Kurtuluş: Yeniden Tam Bağımsızlıkçı, Demokratik Ulusal Bir Yönetimdedir

Kurtuluş: Yeniden Tam Bağımsızlıkçı, Demokratik Ulusal Bir Yönetimdedir
Abone Ol google-news
Yayınlanma: 07.06.2011 - 08:13

“Halkımız, yoksulluğunun, işsizliğinin sebebinin; Atatürk devrim ve ilkelerini yozlaştıran, amacından saptıran, demokrasiyi yok eden, ülkeyi- ulusu iç ve dış sömürüye bağımlı kılan, etnik- dini kamplara ayıran politikalar ve politikacılar olduğunu görürse, önümüzdeki genel seçimde vereceği oy ile yeniden demokrasiyi gerçekleştirecek bir ulusal yönetimin kurulması olanaklıdır. Bunun başarılmasını dileyelim.”

Bugün tartışılan gündemin, sorunların temelinde Cumhuriyetimizin kuruluş felsefesinin, devrimin ilkelerinin, Atatürk’ten sonraki süreçte vurdumduymaz bir savurganlıkla harcanması, tüketilmesi yatıyor.

[Veri Kayıtları]:
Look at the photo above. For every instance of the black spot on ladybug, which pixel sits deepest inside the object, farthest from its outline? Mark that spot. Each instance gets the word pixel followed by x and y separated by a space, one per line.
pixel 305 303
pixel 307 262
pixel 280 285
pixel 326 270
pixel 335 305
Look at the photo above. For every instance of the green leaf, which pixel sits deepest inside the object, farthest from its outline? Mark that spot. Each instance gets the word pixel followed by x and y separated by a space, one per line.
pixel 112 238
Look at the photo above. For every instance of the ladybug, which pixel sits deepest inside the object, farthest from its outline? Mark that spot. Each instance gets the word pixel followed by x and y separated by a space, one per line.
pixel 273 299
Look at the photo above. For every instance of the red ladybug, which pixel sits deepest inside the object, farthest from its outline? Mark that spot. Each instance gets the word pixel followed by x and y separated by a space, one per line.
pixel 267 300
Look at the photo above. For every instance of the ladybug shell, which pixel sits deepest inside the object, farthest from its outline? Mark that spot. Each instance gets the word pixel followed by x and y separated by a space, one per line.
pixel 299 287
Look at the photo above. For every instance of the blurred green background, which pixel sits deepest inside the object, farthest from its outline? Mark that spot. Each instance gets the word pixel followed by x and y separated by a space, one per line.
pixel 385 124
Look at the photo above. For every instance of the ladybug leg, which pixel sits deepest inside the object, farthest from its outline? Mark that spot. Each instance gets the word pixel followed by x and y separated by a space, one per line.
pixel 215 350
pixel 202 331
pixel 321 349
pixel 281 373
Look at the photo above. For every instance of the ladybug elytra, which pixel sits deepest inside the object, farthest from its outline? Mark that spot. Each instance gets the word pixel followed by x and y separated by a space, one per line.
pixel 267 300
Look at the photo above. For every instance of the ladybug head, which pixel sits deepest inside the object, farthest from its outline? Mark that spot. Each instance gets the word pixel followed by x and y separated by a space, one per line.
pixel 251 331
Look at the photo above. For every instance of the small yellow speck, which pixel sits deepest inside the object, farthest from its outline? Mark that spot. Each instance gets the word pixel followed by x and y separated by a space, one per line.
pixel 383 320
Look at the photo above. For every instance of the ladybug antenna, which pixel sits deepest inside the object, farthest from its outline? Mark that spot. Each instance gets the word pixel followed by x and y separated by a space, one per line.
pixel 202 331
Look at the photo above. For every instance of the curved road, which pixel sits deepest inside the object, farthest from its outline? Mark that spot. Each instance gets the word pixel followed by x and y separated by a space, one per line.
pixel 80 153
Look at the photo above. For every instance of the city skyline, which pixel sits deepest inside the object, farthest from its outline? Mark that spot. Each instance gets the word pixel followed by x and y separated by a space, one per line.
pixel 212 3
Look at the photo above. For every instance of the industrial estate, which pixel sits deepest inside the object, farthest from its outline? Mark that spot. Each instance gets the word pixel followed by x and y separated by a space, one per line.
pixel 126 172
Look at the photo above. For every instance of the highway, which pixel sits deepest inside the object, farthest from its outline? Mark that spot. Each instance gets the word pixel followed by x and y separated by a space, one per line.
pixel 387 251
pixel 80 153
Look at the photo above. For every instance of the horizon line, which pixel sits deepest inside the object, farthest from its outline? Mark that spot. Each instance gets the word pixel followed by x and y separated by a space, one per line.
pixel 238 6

[Yönergeler]:
a: Kaynak metin hangi tarihte yayınlanmış?
b: Kaynak metinde "Bugün tartışılan gündemin, sorunların" sözcükleriyle açılıp "harcanması, tüketilmesi yatıyor." sözcükleriyle kapanan bölümü aynen aktarın.
Kayıtlar başka bir kaynaktan alınmıştır.

[Cevap Anahtarı]:
a: 07.06.2011 tarihinde.

b:
Bugün tartışılan gündemin, sorunların temelinde Cumhuriyetimizin kuruluş felsefesinin, devrimin ilkelerinin, Atatürk’ten sonraki süreçte vurdumduymaz bir savurganlıkla harcanması, tüketilmesi yatıyor.